* DOCUMENT EXTRACT:
>> START
1

Almost absolute beginner here.

I have a function to scrape a table in PDF (I took and slightly adapted the function from here).

The function is as follows.

scrape_pdf <- function(tables, table_number, number_columns, column_names) {
  data <- tables[table_number]
  data <- trimws(data)
  data <- strsplit(data, "\n")
  data <- data[[1]]
  data <- data[grep("XXX", data):grep("XXX", data)]
  data <- data[2:31]
  data <- str_split_fixed(data, " {2,}", number_columns)
  data <- data.frame(data, stringsAsFactors = FALSE)
  names(data) <- column_names
  
  return(data)
}

My PDF has 198 pages. Each page has a table, with the format being identical on each page. I would like to scrape these 198 pages and then collate the results into a single dataframe.

I thought of looping over this function in the following way, which does not work.

x <- c(1:198)
while(x<=198) {
table[[x]] <- scrape_pdf(tables = mytable,
                      table_number = x,
                      number_columns = 3,
                      column_names = c("XXX",
                                        "XXX",
                                        "XXX"))
x = x+1
}

When I run this, I get the following error message.
>> END
Answer these questions about the forum post on scraping PDF tables:
1. How many pages does the PDF have?
2. Which line numbers does the function keep with the line "data <- data[2:31]"?
3. What value does the loop pass for number_columns?

* Rows of box annotation data:
>> START
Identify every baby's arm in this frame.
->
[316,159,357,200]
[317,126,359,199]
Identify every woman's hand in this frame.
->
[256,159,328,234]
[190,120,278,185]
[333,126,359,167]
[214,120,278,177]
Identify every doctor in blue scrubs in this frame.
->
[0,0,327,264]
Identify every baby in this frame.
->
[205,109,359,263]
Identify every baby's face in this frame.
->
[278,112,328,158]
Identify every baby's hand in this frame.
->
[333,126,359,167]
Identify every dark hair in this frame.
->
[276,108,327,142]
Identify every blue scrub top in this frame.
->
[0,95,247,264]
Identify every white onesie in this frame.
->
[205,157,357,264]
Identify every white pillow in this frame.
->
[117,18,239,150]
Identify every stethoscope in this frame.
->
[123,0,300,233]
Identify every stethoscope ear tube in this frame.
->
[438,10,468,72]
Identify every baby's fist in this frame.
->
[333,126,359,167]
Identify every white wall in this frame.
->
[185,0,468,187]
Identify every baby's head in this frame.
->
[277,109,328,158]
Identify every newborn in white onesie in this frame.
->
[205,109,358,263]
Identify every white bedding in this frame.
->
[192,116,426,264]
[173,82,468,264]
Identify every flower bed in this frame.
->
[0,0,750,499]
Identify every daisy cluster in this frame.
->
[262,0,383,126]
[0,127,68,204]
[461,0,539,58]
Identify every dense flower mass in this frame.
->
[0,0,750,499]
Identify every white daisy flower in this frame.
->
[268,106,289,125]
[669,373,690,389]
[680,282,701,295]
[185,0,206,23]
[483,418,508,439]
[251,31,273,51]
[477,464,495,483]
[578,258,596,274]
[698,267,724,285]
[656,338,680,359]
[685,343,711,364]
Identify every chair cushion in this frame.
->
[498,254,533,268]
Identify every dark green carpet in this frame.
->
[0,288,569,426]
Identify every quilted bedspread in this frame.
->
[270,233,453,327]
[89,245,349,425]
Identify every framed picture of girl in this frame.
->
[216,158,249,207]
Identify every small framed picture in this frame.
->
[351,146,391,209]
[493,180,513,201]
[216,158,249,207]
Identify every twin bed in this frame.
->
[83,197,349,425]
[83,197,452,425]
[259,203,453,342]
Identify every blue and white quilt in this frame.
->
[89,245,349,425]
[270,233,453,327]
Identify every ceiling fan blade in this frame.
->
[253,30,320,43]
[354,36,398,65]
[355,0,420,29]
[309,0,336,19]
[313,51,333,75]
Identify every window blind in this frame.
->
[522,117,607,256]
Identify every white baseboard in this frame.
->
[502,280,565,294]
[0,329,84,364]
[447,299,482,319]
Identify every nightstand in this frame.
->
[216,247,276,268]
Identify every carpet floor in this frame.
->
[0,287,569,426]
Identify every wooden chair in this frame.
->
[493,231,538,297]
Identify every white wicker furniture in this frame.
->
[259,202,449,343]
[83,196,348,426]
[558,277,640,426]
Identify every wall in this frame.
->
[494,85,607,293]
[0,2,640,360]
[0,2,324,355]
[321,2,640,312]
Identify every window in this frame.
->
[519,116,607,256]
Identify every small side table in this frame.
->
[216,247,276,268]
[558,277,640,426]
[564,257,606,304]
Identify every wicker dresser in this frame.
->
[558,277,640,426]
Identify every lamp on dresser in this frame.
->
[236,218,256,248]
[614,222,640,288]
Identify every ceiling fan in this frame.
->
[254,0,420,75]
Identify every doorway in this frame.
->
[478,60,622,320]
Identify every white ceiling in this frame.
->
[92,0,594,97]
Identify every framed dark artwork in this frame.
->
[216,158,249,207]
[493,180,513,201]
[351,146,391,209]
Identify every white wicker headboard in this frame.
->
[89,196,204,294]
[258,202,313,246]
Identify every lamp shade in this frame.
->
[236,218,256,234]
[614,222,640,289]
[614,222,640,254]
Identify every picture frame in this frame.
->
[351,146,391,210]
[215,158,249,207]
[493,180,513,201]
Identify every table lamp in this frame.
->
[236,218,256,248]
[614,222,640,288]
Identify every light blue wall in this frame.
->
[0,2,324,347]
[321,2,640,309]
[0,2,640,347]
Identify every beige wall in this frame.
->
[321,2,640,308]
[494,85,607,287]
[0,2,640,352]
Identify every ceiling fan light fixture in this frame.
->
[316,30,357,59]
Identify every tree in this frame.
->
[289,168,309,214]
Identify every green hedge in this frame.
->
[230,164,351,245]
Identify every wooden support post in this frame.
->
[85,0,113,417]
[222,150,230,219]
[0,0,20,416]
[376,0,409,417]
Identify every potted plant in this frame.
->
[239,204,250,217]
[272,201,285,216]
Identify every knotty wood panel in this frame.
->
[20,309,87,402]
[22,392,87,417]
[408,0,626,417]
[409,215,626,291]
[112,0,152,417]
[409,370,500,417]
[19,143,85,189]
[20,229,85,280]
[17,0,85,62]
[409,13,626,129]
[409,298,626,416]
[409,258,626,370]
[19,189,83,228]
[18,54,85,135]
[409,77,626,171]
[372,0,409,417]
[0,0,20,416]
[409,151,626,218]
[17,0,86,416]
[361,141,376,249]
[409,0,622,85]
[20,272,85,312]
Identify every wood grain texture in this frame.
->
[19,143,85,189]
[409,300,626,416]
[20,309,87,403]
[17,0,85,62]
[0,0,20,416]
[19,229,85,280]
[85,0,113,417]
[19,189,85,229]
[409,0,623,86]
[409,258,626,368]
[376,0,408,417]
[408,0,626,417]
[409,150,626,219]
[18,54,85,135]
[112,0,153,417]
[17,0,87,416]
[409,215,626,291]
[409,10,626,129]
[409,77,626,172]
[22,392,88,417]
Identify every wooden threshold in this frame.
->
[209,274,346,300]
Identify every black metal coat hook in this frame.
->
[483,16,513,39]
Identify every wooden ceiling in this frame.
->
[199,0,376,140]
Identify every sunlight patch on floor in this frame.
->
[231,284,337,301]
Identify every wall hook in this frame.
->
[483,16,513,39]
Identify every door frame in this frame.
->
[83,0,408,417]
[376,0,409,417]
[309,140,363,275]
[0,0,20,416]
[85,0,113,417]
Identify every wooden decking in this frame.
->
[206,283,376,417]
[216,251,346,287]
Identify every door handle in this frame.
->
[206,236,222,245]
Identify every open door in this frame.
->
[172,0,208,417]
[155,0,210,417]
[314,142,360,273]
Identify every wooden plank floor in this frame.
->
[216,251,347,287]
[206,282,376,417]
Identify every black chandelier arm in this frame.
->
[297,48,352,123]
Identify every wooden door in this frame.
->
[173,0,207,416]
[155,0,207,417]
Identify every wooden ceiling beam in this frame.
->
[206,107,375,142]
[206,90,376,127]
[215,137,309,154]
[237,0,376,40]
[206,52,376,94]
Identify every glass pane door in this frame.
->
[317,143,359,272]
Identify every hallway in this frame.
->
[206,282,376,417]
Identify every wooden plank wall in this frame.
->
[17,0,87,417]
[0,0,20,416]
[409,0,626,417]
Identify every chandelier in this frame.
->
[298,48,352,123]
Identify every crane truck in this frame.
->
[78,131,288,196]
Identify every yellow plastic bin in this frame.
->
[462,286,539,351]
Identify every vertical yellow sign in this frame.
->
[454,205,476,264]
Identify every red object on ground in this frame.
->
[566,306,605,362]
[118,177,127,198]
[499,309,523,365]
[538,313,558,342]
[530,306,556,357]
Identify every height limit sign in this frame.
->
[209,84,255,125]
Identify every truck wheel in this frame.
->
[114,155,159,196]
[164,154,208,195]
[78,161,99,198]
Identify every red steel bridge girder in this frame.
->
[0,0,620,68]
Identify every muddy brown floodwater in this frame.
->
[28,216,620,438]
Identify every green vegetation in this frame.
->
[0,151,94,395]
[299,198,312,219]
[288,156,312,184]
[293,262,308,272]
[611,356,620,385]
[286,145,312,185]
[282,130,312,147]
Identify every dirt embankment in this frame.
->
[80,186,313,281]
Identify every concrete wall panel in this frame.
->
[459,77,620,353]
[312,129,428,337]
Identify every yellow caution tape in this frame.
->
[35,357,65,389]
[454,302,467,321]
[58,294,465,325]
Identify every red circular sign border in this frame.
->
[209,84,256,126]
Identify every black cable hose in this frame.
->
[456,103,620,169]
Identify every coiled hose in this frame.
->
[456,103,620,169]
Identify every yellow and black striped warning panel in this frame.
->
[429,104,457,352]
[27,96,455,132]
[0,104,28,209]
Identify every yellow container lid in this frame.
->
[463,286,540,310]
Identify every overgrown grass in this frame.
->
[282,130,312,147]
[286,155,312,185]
>> END
* WRITTEN RESPONSE:
1. 198
2. Lines 2 through 31
3. 3